YANG PERLU DIKERJAKAN
1: Terjemahkan kalimat "Der Panzer tanpa belas kasih mempermalukan tim Samba di hadapan rakyatnya sendiri dengan skor 7-1." dari tulisan tentang Toni Kroos ke dalam bahasa Inggris.
2: Sebutkan semua kompetisi sepak bola yang disebut dalam tulisan tentang Toni Kroos.
3: Teruskan tulisan tentang Toni Kroos mulai dari sesudah kalimat terakhirnya.

TEKS YANG DIBERIKAN
Mohon tunggu...
Muhammad Fachri Akmal
Muhammad Fachri Akmal Mohon Tunggu... Mahasiswa - Mahasiswa

Suka ngomongin bola meski gak ngerti-ngerti amat.

Selanjutnya

Tutup

Bola Pilihan

Peluru Jitu Sniper Jerman

22 Mei 2024   15:36 Diperbarui: 22 Mei 2024   17:21 306
+
Laporkan Konten
Laporkan Akun
Kompasiana adalah platform blog. Konten ini menjadi tanggung jawab bloger dan tidak mewakili pandangan redaksi Kompas.
Lihat foto
Potret Toni Kroos. (Sumber: Pinterest https://in.pinterest.com/los_blancos_CR7/)

Jerman memang dikenal sebagai negeri yang punya ikatan erat dengan militer. Tak ayal, pada masa perang dunia dulu, Jerman menjadi salah satu kekuatan yang paling ditakuti dengan tentara Nazi-nya.

Saya yakin, siapapun yang membaca tulisan ini pasti tahu atau minimal pernah mendengar nama Adolf Hitler dan bagaimana ideologinya yang kejam.

Namun, saat ini saya tidak sedang melantur soal tentara militer Jerman di zaman Perang Dunia. Saya sedang berbicara mengenai mahakarya sepak bola Jerman di era modern bernama Toni Kroos yang baru-baru ini mengumumkan keinginannya untuk gantung sepatu pasca gelaran Euro 2024 nanti.

Pengumuman Toni Kroos pensiun. (Sumber: Twitter.com/The Athletic)
Pengumuman Toni Kroos pensiun. (Sumber: Twitter.com/The Athletic)
***

Masih teringat jelas dalam ingatan saya. Saat itu, di bulan Ramadhan tahun 2014, di kala sahur tiba. Saya menyalakan televisi untuk menyaksikan kesebelasan Jerman—yang kebetulan jadi timnas favorit saya hingga saat ini—menghadapi sang tuan rumah, Brazil pada partai semi final Piala Dunia.


Selanjutnya, kita tentu tahu betul apa yang terjadi. Der Panzer tanpa belas kasih mempermalukan tim Samba di hadapan rakyatnya sendiri dengan skor 7-1.


Dalam partai tersebut, fokus saya tertuju pada sesosok pemain muda: Toni Kroos. Sebelumnya, tak ada yang memori berarti darinya. Seingat saya, dia cuma sesekali terlihat di skuad Bayern dalam partai Champions League yang saya saksikan lewat layar kaca. Saat itu rambutnya masih berponi dan mengenakan nomor punggung 18 dalam kaus bermotif garis horizontal warna merah-hitam. Sekilas, tak ada yang spesial dari tampilan fisiknya kala itu. Kalau boleh dibilang, dia lebih mirip sosok bocah kutu buku yang culun dan cuma jadi anak bawang di pergaulan.


Tapi, memang benar apa kata petuah. Don't judge a book by it's cover.

DATA YANG DISEDIAKAN

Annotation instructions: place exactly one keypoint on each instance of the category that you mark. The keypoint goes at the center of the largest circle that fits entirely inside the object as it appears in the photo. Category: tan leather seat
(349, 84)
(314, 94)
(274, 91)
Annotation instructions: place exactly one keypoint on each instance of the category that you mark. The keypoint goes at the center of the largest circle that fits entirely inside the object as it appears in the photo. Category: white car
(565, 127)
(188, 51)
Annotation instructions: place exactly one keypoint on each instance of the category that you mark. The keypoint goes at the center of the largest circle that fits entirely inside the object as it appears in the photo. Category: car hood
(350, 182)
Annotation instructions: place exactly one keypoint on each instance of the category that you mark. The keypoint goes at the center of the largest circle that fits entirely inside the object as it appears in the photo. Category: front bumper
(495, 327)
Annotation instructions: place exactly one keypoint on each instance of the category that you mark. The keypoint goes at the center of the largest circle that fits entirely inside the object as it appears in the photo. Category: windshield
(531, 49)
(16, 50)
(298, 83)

KUNCI JAWABAN
1: Der Panzer mercilessly humiliated the Samba team in front of its own people with a score of 7-1.

2:
- Euro 2024
- Piala Dunia
- Champions League

3:
Toni Kroos yang masih membela Bayern Munchen malah jadi sosok paling bersinar di atas lapangan, tak kalah dari nama-nama beken lainnya seperti Miroslav Klose, Bastian Schweinsteiger, dan juga Mesut Ozil. Torehan 2 gol dan 1 assist pada malam itu membuat predikat Man of The Match disematkan kepadanya.


Singkat cerita, trofi Piala Dunia pun berhasil mereka bawa pulang ke Jerman setelah 24 tahun lamanya pasca mereka mengandaskan perlawanan Argentina yang diperkuat sang alien, siapa lagi kalau bukan Lionel Messi.


Pada momen itu, saya berteriak seperti orang kesetanan. Saya masih ingat jelas, momen itu terjadi pada hari terakhir libur Ramadhan, yang mana, saya yang masih duduk di bangku SMP harus berangkat sekolah begitu fajar menyambut. Namun, siapa pula yang menyangka, saya yang masih bocah dan baru mengikuti industri sepak bola sejak musim 2008/2009, bisa turut berbagi suka cita kala menyaksikan orang-orang asing—yang bahkan tidak ada ikatan batin sama sekali—mengangkat trofi emas berbentuk bola dunia.

Toni Kroos dengan medali juara Piala Dunia 2014. (Sumber: x.com/ESPN FC)
Toni Kroos dengan medali juara Piala Dunia 2014. (Sumber: x.com/ESPN FC)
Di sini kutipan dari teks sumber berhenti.